+++ QUOTED PASSAGE

One of my favorite familythinking.com readers named, “anonymous” responded to my recent post, When an Adult Child Cuts Off a Parent, by sending me a link that she found. It’s a post on parentdish.com that is titled “When Adult Children Fight, a Mother's Heart Breaks” and was written by Jessica Barksdale Inclan. It is well written and poignant.
She describes the distinctly different personalities of her two grown sons; one an anarchist and the other a police-academy aspirant.
Inclan writes, “At one time, these were my happy little boys, my sons who played together all day on the weekends, slept in the same room for years. They both went to the same college, called each other frequently, hiked together, laughed together. But when Nicolas began to become the man he is, their ideologies started to pull them apart. He began to despise all that Alex stood for, and their drives home from Washington State began to get ugly, full of silences or harsh words. Our last meal together, all of us sitting around the table of our new home, was as unpleasant as could be.”

++++++
+++ RAW RECORDS

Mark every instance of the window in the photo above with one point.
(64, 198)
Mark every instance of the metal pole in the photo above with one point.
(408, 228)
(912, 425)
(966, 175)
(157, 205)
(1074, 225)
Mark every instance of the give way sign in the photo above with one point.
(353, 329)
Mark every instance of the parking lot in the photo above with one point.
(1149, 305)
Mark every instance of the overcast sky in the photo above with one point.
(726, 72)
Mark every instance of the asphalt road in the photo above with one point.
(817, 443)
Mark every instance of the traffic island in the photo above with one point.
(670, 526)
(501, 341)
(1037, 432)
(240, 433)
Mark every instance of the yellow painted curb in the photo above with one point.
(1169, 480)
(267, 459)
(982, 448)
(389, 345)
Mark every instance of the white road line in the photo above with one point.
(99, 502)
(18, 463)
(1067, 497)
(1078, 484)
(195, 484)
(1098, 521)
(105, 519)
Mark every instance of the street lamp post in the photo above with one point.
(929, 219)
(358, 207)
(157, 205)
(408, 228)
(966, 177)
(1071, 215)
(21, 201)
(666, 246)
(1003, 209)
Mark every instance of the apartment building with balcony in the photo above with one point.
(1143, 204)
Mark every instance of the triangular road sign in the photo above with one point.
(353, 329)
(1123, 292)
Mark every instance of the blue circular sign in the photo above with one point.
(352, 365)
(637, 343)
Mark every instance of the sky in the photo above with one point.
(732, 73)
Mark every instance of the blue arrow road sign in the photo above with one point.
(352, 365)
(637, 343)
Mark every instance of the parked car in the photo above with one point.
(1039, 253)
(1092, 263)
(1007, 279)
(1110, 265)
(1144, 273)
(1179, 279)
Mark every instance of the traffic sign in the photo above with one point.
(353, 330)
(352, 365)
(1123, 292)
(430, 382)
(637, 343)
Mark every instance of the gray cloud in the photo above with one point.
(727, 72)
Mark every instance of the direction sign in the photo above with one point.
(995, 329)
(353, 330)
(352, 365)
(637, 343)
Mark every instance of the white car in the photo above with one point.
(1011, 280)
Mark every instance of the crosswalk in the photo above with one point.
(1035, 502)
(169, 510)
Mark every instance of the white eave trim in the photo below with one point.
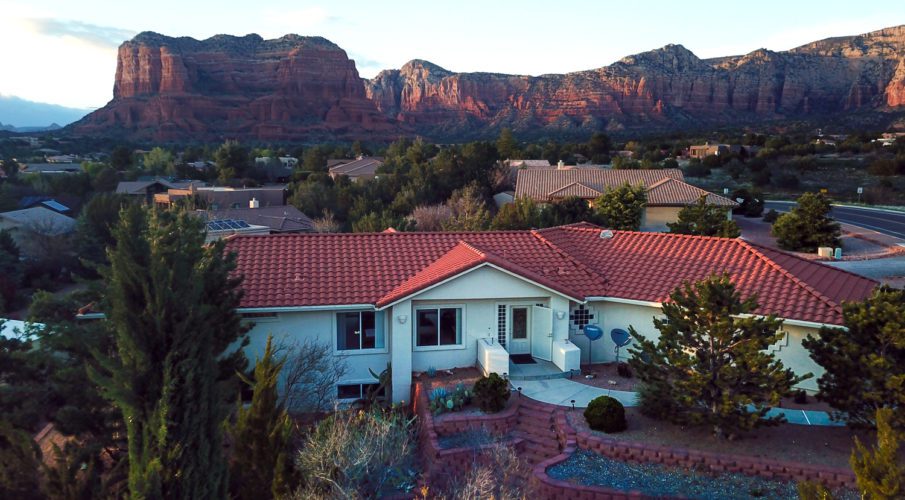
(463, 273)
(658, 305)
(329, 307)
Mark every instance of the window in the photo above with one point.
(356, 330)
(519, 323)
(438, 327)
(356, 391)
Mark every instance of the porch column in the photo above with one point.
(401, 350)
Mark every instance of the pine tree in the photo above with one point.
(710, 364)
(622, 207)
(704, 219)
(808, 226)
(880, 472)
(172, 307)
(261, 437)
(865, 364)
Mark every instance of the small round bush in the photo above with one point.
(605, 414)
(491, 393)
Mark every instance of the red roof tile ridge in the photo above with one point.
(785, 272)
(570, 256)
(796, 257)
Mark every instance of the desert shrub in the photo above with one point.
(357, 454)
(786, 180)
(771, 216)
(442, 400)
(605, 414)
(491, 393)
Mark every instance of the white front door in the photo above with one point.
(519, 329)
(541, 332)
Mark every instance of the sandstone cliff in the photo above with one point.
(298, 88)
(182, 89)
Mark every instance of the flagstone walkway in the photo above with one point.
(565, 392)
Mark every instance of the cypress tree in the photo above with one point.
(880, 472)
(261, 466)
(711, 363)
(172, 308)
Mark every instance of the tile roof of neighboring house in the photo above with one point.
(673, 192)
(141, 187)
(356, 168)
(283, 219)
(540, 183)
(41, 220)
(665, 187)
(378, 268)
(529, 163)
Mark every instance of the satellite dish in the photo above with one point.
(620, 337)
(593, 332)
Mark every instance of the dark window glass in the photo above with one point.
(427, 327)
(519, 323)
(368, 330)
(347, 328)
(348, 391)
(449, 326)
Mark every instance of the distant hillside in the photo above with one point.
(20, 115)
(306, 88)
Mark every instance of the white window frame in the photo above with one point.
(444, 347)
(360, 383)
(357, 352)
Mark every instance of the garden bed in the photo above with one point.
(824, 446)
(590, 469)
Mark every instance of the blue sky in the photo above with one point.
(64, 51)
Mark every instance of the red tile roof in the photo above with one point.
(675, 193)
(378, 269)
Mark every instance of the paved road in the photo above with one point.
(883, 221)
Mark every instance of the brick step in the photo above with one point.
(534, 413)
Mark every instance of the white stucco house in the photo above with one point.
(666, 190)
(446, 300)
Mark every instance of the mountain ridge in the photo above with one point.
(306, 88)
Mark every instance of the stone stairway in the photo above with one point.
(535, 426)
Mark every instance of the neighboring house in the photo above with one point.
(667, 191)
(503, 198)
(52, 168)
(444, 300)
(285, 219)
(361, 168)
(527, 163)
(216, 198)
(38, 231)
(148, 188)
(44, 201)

++++++
+++ RAW RECORDS

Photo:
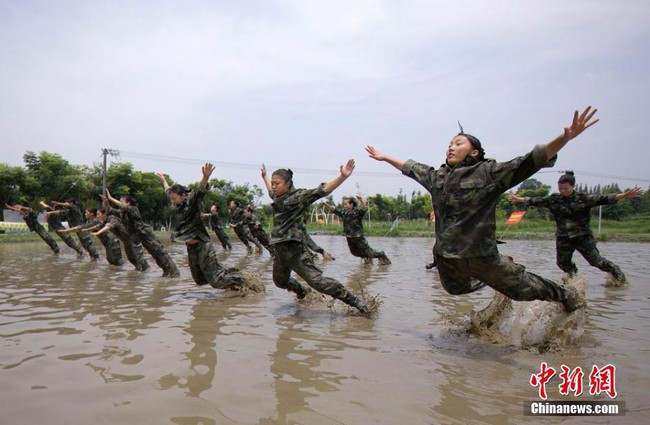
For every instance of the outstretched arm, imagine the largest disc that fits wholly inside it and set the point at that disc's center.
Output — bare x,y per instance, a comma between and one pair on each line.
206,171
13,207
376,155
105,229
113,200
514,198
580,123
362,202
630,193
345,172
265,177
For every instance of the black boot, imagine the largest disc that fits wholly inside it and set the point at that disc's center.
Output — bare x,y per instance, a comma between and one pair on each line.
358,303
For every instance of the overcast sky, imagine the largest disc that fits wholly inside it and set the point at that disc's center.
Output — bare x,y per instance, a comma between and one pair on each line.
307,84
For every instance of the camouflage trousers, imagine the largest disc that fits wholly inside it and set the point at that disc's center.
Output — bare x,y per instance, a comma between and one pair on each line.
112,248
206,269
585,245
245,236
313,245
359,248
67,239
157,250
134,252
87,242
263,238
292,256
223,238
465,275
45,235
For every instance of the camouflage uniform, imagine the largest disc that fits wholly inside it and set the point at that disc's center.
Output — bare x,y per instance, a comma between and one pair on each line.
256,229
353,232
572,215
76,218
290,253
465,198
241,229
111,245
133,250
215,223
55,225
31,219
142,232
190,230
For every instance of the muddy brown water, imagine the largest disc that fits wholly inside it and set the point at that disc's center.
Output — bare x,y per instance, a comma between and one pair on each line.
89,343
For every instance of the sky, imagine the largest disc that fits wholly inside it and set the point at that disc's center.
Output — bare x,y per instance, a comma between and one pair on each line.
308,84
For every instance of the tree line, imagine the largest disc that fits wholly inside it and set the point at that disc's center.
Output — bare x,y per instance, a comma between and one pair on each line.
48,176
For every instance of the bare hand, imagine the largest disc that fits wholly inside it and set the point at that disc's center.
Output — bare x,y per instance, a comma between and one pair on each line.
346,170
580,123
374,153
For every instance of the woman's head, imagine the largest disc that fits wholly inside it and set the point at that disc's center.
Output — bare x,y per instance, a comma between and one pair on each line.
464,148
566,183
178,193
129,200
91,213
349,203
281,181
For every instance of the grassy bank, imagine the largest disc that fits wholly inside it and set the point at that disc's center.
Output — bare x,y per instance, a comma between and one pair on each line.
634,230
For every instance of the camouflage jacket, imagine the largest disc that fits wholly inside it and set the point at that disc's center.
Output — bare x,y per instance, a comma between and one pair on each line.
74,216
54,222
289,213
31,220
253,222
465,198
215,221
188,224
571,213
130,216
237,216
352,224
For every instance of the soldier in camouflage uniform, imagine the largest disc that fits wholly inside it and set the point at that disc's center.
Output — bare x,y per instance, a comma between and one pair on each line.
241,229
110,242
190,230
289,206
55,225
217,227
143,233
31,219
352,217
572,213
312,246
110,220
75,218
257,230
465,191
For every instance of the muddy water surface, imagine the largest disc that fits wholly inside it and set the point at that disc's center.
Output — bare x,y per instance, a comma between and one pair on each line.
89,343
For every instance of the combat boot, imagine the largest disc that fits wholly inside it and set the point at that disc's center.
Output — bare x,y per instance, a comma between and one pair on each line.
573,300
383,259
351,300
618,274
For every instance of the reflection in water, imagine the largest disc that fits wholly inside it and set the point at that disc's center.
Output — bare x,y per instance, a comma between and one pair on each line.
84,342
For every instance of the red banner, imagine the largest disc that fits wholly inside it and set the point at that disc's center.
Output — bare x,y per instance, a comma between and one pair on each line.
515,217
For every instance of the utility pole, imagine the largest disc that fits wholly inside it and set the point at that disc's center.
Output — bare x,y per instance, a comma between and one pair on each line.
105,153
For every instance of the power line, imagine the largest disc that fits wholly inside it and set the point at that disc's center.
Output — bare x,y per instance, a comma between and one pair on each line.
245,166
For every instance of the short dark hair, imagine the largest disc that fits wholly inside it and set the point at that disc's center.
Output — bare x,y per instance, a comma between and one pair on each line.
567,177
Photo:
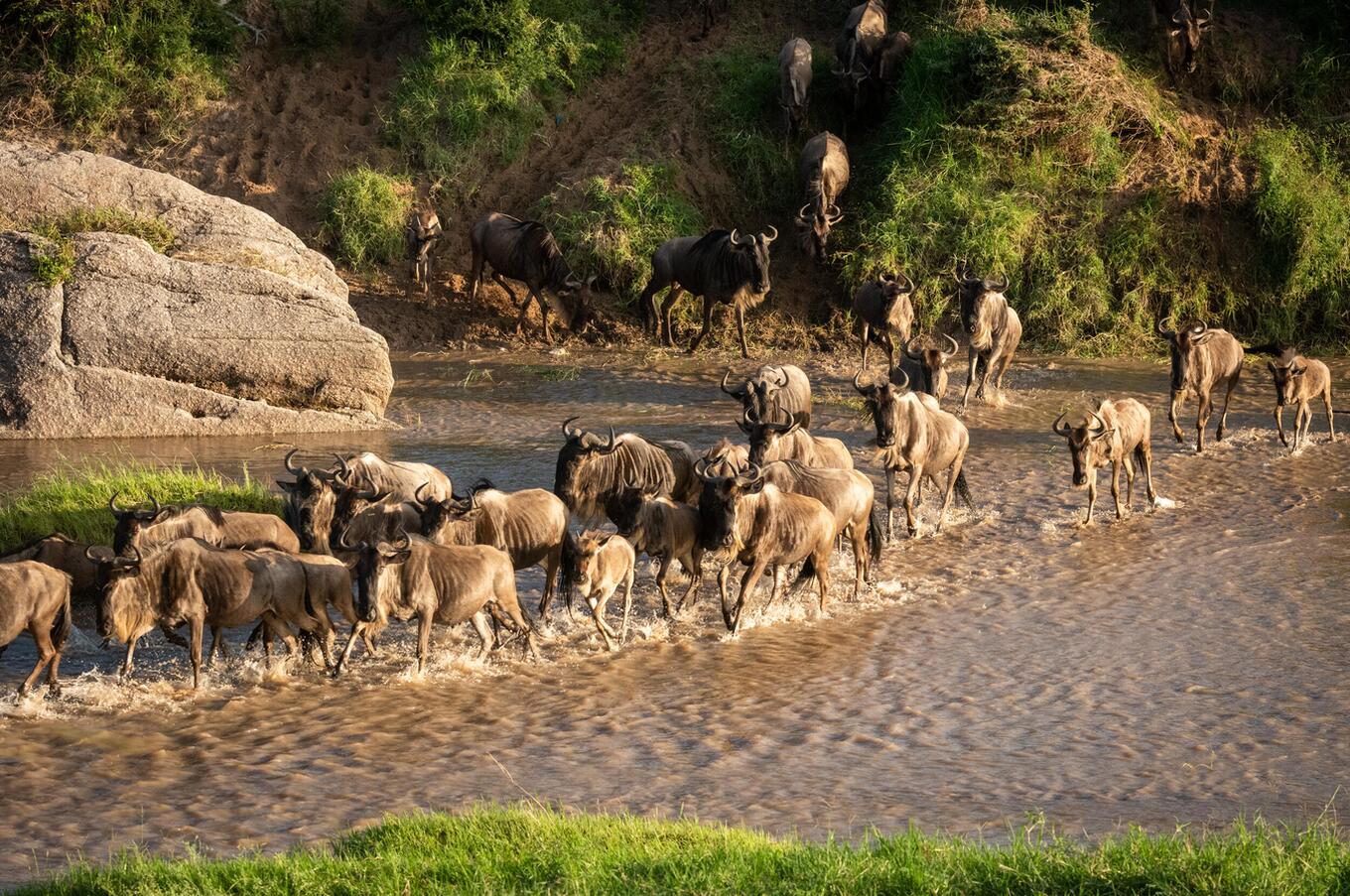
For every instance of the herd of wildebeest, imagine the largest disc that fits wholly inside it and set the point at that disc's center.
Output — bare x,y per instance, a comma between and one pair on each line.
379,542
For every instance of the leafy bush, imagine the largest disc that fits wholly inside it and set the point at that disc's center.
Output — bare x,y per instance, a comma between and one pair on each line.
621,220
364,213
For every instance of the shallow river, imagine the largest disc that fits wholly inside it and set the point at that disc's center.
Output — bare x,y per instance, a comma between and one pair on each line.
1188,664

++++++
+++ RAW RECORDS

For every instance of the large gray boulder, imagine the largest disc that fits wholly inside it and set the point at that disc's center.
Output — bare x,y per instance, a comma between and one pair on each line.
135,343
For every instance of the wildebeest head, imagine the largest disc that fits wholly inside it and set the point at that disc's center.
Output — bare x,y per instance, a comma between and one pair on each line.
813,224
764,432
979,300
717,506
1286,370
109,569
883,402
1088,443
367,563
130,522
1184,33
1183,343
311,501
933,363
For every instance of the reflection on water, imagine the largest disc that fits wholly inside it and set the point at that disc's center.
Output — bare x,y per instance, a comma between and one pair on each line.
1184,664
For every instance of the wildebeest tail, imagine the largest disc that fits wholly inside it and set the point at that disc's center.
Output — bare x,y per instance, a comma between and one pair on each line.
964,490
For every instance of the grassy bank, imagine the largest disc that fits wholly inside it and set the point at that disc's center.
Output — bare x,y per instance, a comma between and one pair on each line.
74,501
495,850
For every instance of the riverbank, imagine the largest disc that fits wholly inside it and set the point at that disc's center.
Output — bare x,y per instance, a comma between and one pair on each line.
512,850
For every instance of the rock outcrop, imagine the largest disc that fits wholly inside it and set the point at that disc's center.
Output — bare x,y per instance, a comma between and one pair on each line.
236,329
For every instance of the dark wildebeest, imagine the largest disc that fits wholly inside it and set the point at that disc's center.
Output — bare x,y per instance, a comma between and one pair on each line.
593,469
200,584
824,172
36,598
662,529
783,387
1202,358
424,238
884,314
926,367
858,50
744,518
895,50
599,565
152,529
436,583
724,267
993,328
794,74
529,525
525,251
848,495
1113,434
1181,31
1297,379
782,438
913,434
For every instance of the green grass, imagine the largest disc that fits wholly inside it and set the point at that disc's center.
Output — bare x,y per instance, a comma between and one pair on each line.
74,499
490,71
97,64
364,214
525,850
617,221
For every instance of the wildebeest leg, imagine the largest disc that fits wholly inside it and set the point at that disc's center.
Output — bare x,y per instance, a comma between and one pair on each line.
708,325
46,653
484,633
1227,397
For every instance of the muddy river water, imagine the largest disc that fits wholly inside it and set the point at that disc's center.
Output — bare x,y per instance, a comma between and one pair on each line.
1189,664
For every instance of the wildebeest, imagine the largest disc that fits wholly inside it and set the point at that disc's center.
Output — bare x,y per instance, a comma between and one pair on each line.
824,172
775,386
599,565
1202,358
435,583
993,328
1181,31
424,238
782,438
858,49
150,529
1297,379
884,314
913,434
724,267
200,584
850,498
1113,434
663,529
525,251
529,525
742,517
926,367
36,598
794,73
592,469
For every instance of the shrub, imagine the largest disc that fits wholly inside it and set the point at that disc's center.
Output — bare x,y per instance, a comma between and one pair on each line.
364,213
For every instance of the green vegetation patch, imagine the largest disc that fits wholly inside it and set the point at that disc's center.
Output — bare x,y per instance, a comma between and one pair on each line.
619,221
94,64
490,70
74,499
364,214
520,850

++++++

■ **WHAT TO WORK ON**
Resume the blog post about two grown brothers drifting apart, picking up right after its last sentence.

■ **ANSWER BELOW**
“It's possible that these two will never come back to one another. The fight could be the axe that splits their relationship wide open, forever irreparable. I close my eyes and breathe in hard when I think of them forever at opposite sides. Siblings are the closest relationships in time and age and place. Siblings know each other in ways no one else can, and to see my boys approach an end to this connection is more than I can bear.”
I want to suggest two things:
These two young men drifted apart and have let their ideologies divide them. There will (hopefully) come a time in the future when they will recognize the indispensable nature of one’s nuclear family….and agree to disagree.
Second, I have faith that the (future) spouses and children of these two young men may have a profound influence on this sibling division (or not). If each brother has their own two children (which my research shows is likely) and they each try to prevail upon their own children how important sibling bonds are in life, a major-watt light bulb may illuminate (or not).
You can read Inclan's entire post by clicking here.
And be sure to read some of the frank comments that follow her post such as Debbie who stated:
I do feel a little better because I'm not the only one who is going through this. My two boys will never be friends and will never have a relationship. I think this is sad, but I'm done with all the conflict and unpleasantness. If I could go back in time, I would have had puppies and never any children.
(ASinger: Ouch!)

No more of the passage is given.